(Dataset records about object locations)
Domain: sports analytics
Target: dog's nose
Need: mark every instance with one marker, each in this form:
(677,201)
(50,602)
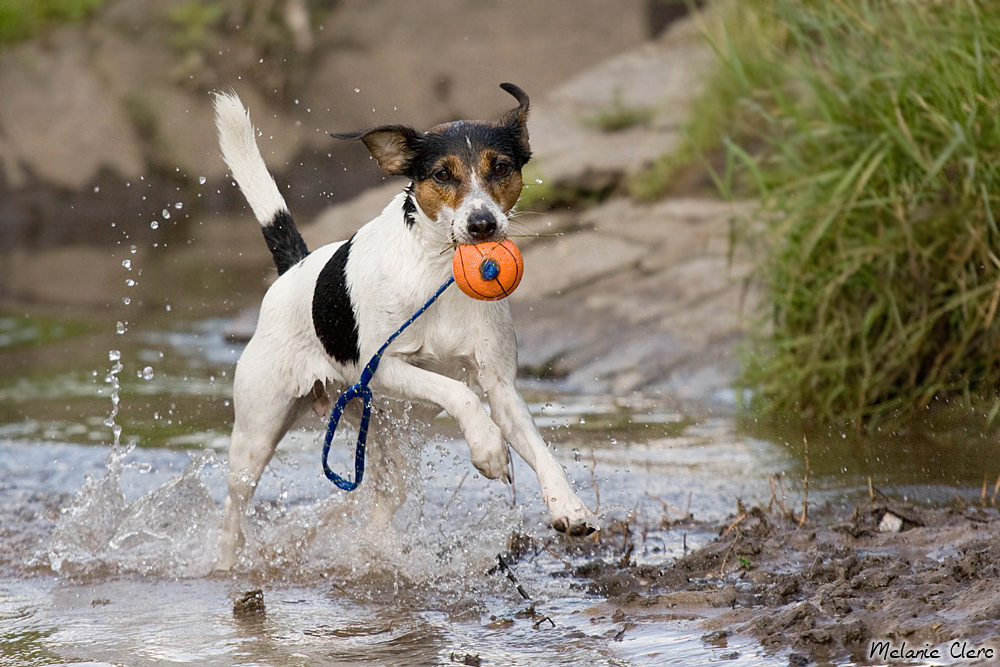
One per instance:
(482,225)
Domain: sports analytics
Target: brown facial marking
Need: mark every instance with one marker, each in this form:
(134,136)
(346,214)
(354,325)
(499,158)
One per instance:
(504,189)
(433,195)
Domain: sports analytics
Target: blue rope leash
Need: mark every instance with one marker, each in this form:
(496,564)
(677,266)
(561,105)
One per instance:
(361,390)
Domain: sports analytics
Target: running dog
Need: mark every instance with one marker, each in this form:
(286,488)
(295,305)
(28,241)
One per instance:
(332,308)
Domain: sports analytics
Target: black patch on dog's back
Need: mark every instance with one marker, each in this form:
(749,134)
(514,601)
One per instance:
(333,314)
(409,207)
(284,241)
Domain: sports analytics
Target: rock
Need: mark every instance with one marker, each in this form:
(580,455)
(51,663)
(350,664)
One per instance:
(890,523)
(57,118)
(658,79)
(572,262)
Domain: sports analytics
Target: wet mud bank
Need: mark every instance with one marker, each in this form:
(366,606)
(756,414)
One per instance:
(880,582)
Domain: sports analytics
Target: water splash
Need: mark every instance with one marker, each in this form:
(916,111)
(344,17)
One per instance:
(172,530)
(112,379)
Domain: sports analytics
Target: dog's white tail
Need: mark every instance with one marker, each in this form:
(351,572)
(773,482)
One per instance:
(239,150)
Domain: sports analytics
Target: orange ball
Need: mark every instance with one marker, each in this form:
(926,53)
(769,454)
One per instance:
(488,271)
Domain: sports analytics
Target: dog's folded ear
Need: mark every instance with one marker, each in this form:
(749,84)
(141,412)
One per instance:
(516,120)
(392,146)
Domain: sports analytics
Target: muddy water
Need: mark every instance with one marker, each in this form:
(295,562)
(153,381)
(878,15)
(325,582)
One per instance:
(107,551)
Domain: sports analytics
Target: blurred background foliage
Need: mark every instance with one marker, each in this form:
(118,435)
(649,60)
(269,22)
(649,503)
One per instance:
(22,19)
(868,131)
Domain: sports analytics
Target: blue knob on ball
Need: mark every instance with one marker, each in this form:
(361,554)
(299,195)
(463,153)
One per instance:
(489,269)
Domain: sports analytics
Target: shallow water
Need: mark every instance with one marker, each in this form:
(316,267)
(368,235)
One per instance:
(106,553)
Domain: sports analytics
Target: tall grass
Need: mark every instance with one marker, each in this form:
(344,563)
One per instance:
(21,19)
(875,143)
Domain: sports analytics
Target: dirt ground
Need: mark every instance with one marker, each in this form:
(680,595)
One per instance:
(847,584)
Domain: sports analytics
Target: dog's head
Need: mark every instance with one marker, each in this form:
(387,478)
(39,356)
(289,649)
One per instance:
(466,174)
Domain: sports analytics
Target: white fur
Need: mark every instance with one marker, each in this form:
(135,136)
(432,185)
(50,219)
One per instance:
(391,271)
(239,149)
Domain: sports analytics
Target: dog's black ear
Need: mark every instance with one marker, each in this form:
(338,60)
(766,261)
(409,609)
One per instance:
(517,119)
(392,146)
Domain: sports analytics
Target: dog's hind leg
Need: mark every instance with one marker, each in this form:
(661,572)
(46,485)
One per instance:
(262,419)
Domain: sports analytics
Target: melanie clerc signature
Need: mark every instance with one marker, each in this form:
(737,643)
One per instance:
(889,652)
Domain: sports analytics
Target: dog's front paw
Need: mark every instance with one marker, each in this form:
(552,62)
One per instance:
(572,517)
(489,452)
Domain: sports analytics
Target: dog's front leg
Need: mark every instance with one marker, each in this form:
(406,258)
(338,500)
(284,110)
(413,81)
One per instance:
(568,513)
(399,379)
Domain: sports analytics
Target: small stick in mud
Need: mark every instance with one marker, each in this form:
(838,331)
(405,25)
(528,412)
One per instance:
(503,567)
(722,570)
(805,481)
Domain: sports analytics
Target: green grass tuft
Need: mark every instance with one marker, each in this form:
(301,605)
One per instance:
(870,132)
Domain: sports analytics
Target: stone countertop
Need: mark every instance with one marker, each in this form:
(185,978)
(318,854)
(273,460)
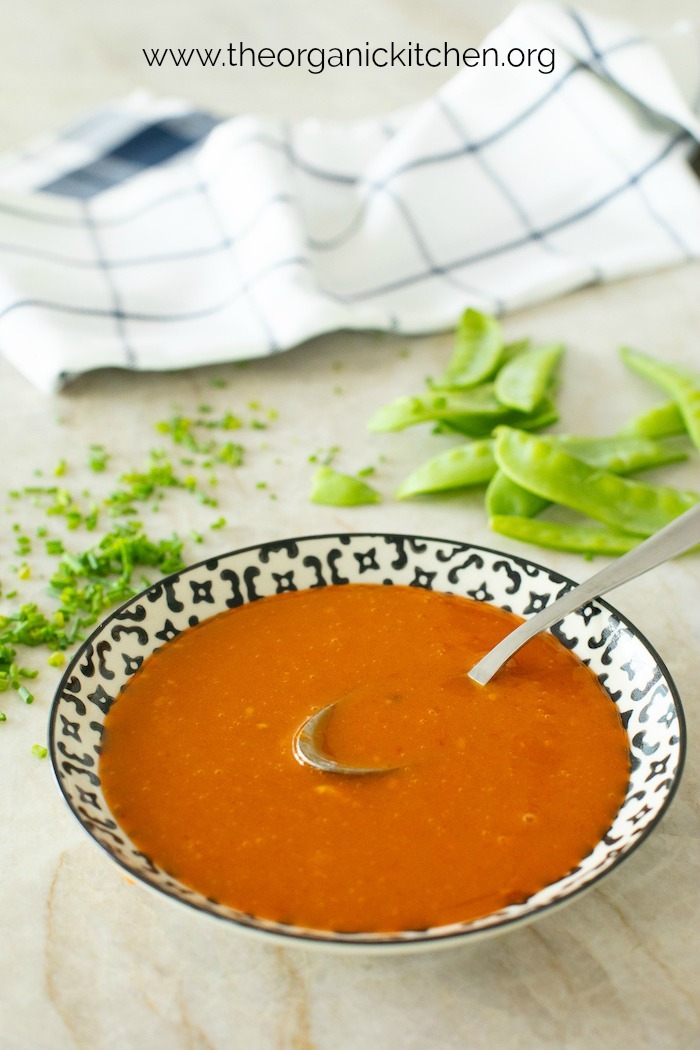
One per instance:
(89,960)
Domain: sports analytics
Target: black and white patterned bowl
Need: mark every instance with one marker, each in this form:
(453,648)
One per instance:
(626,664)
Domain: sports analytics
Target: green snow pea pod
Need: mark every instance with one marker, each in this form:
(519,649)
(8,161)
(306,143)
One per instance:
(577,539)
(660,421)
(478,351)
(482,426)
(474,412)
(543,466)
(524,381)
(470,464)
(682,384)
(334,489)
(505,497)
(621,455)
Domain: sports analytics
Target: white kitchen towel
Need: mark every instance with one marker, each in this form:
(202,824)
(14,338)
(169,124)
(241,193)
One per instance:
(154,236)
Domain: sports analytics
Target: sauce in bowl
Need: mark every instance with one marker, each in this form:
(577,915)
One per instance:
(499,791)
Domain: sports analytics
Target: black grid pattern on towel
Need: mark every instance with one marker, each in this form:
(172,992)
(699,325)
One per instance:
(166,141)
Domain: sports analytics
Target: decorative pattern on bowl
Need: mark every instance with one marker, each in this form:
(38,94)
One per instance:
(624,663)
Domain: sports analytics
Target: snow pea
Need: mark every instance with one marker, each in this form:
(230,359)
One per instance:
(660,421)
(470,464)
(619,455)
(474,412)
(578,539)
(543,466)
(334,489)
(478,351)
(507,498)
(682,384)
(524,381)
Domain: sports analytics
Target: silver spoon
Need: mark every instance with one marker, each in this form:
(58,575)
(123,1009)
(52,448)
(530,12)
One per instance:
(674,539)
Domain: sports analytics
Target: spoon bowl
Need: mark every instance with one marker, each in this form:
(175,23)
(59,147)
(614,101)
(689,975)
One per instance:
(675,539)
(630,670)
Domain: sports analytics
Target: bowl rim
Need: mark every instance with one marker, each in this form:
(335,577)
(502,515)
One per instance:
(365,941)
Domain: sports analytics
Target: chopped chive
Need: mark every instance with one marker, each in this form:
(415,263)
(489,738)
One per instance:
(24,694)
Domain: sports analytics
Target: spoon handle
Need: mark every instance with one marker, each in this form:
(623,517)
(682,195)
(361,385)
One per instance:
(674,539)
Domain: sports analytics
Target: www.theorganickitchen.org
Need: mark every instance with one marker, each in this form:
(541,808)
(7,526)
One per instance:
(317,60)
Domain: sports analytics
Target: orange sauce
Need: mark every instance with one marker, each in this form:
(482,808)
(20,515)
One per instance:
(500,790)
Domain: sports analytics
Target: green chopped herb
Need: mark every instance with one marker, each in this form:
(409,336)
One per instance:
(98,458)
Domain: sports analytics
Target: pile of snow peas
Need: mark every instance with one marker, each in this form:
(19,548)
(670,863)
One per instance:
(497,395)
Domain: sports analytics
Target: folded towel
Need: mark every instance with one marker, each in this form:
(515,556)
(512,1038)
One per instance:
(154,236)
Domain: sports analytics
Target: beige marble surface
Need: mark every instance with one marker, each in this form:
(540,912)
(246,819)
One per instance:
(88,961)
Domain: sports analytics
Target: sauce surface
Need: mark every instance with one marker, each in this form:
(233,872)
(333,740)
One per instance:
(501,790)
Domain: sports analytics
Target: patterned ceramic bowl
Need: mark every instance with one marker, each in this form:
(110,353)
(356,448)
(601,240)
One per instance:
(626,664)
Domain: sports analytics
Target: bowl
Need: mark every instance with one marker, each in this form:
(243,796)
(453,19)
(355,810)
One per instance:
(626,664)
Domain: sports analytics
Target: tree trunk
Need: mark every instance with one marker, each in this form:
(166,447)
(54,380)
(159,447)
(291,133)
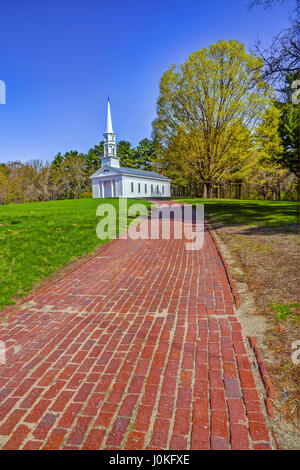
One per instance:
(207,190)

Your goal:
Make an exact copy of the records shown above, without the pictures.

Solution for this exercise:
Domain: sports analytics
Target: dog's nose
Need: mark every instance with one marker, each in this form:
(677,201)
(50,602)
One per instance:
(482,225)
Domain: sports analytics
Target: brown facial marking
Need: mark every instance with one marker, each in this form:
(134,136)
(346,214)
(354,325)
(499,158)
One per instance:
(504,189)
(433,195)
Domain: sports analytics
Target: blue rope leash
Need: mark every instance with one marker, each in this form:
(496,564)
(677,266)
(561,105)
One per instance:
(361,390)
Domain: sports analytics
Target: running dog
Need: mark every instance with one marker, each in this form:
(286,488)
(295,305)
(28,241)
One per instance:
(332,308)
Domain: sports analytics
Target: black patch on dog's back
Need: mark every instance with one marker, each in this form:
(749,134)
(514,601)
One per instance:
(333,314)
(409,207)
(284,241)
Domain: sports analytics
Target: rock
Need: mark every instance with one marker, each in this form:
(580,455)
(51,663)
(350,664)
One per instance:
(890,523)
(57,118)
(658,79)
(572,262)
Domain: sports analytics
Target: wet mud bank
Need: mark every instance with one marker, each in this form:
(366,606)
(756,414)
One per instance:
(880,582)
Domain: sports analytics
Target: water splash
Need: mark every instance with one marker, each in this form:
(916,111)
(344,17)
One per instance:
(172,530)
(112,379)
Domain: sports analytics
Target: dog's white tail
Need: mark every instance with one marker, each in this form:
(351,572)
(773,482)
One per instance:
(239,150)
Domain: sports analytics
Target: orange ball
Need: mark every instance with one marker, each in this form:
(926,53)
(769,454)
One per instance:
(488,271)
Domain: sports analytics
Target: dog's folded ear
Need: mark every instance with one marker, each in this form:
(749,84)
(141,412)
One per instance:
(516,120)
(392,146)
Domain: sports analytics
Target: muddy water
Need: mark every instance with one marker, each in this form:
(295,562)
(153,381)
(878,15)
(325,582)
One per instance:
(107,551)
Domain: sports analytics
Target: blurred background foliage
Need: mark every instance with one marker, each in this form:
(118,435)
(649,60)
(269,22)
(649,503)
One per instance:
(22,19)
(868,131)
Domain: sports analytics
Target: blue knob on ball
Need: mark every instance with one marker, each in this form:
(361,554)
(299,195)
(463,153)
One per instance:
(489,269)
Domain: sports analytics
Target: shallow water
Need: mark every instance with one marker, each in this form:
(316,267)
(368,235)
One per instance:
(106,553)
Domain: sports analytics
Target: tall grass
Need: mark every instance with one marker, each in this form:
(344,563)
One per instance:
(21,19)
(875,143)
Domain: sports analytics
Target: dirt ground
Need: mark every instance with one marker, each in this form:
(680,595)
One per instance:
(847,584)
Domain: sports analytics
Target: dog's head
Need: mark every instance with one marker, each in this form:
(387,478)
(39,356)
(289,649)
One per instance:
(466,174)
Domain: sports analytics
Target: white fur
Need: mark every instance with one marker, each in this form:
(135,136)
(432,185)
(50,219)
One per instance:
(391,271)
(239,149)
Domain: sports analytics
Target: dog's black ear
Need: mark every instance with one marker, each in this form:
(338,60)
(766,261)
(409,609)
One per instance:
(517,119)
(392,146)
Domain: sports analytics
Target: dog's hind leg
Need: mark every instance with one marker, each in this form:
(661,572)
(46,485)
One per instance:
(262,419)
Domain: sports analytics
Target: melanie clerc signature
Need: mark every instance with one marker, each in this form:
(737,643)
One per instance:
(889,652)
Domain: sports analytics
Target: dog's front paw
Need: mark every instance with one marker, each in this form:
(552,62)
One per instance:
(572,517)
(489,452)
Domain: sports analytics
Target: dog's front leg
Need: mark every instance with one marker, each in this form:
(406,258)
(338,500)
(284,110)
(413,81)
One per instance:
(568,513)
(399,379)
Domain: sports analytics
Target: small stick in mud
Need: mark every instance with one marker, each in this form:
(838,331)
(405,25)
(528,412)
One per instance:
(503,567)
(722,570)
(805,481)
Domain: sports analytics
Target: green grass tuft
Need: mark every instance with one marker, each in this form:
(301,605)
One per instance:
(870,132)
Domain: sports analytics
Target: stone countertop
Need: mark every instance with one marker, each in this form:
(185,978)
(318,854)
(273,460)
One per instance:
(89,960)
Domain: sports analytics
Target: black and white patterned bowl
Need: mark every instance with one marker, each in this form:
(453,648)
One per instance:
(626,664)
Domain: sports analytics
Target: green snow pea pod
Need: mark every instance with one marker, each in this form:
(519,649)
(8,161)
(306,143)
One per instance:
(577,539)
(660,421)
(478,351)
(482,426)
(474,412)
(543,466)
(524,381)
(470,464)
(682,384)
(334,489)
(505,497)
(621,455)
Domain: sports analytics
Target: white kitchen towel
Need: mark every instance with one marker, each in this form:
(202,824)
(14,338)
(169,124)
(241,193)
One per instance:
(154,236)
Domain: sports analytics
Target: sauce in bowl
Need: mark every instance with one marker, each in this form:
(577,915)
One per instance:
(499,791)
Domain: sports analytics
Target: black grid pattern on towel
Need: mark every instance with one marker, each in this form:
(172,992)
(699,325)
One per instance:
(166,141)
Domain: sports analytics
Target: decorative pattern on bowl
Need: mark every instance with one marker, each in this form:
(38,94)
One per instance:
(624,663)
Domain: sports analytics
Target: snow pea
Need: mark every instance with one marker, each in this form:
(230,359)
One per instance:
(660,421)
(470,464)
(619,455)
(474,412)
(578,539)
(543,466)
(334,489)
(478,351)
(507,498)
(682,384)
(524,381)
Domain: sports analytics
Target: silver spoon
Need: mark every instance with one marker, each in this form:
(58,575)
(123,1009)
(52,448)
(530,12)
One per instance:
(674,539)
Domain: sports analytics
Target: spoon bowl
Need: mark every instance with one marker, each in this form:
(175,23)
(59,147)
(614,101)
(689,975)
One per instance:
(675,539)
(630,670)
Domain: sports analytics
Target: bowl rim
Need: mark every instance with one marker, each in this form:
(335,577)
(502,515)
One per instance:
(365,941)
Domain: sports analytics
Target: chopped chive
Need: mark every instance with one marker, each in this form:
(415,263)
(489,738)
One per instance:
(24,694)
Domain: sports analytics
Target: spoon handle
Need: mark every instance with one marker, each in this form:
(623,517)
(682,195)
(361,385)
One per instance:
(674,539)
Domain: sports analytics
Target: www.theorganickitchen.org
Need: mark every instance with one marker, each in this form:
(541,808)
(7,526)
One per instance:
(317,60)
Domain: sports analytics
Target: orange sauce
Need: mark every instance with one marker, each in this form:
(482,808)
(20,515)
One per instance:
(500,790)
Domain: sports analytics
Target: green chopped herb
Need: mark every instance with one marker, each in this form:
(409,336)
One per instance:
(98,458)
Domain: sports analytics
Target: pile of snow peas
Need: mark every instance with one marker, each in this form:
(19,548)
(670,863)
One per instance:
(497,395)
Domain: sports analytics
Target: folded towel
Need: mark every instance with one marker, each in this form:
(515,556)
(512,1038)
One per instance:
(154,236)
Domain: sports analytics
Target: beige marble surface
Need: mark every instance with one marker, each in this form:
(540,912)
(246,819)
One per instance:
(88,961)
Domain: sports analytics
Target: sauce surface
Need: mark every instance with one marker, each in this form:
(233,872)
(333,740)
One per instance:
(501,790)
Domain: sports analytics
Target: patterned ceramic bowl
Need: mark every instance with one marker, each in this form:
(110,353)
(356,448)
(601,240)
One per instance:
(626,664)
Domain: sports analytics
Target: bowl
Need: mark every instance with one marker, each in this form:
(243,796)
(453,19)
(355,810)
One per instance:
(626,664)
Domain: sports analytics
Target: tree trunk
Need: mark every instance with one marker, each in this form:
(166,447)
(54,380)
(159,447)
(291,133)
One per instance:
(207,190)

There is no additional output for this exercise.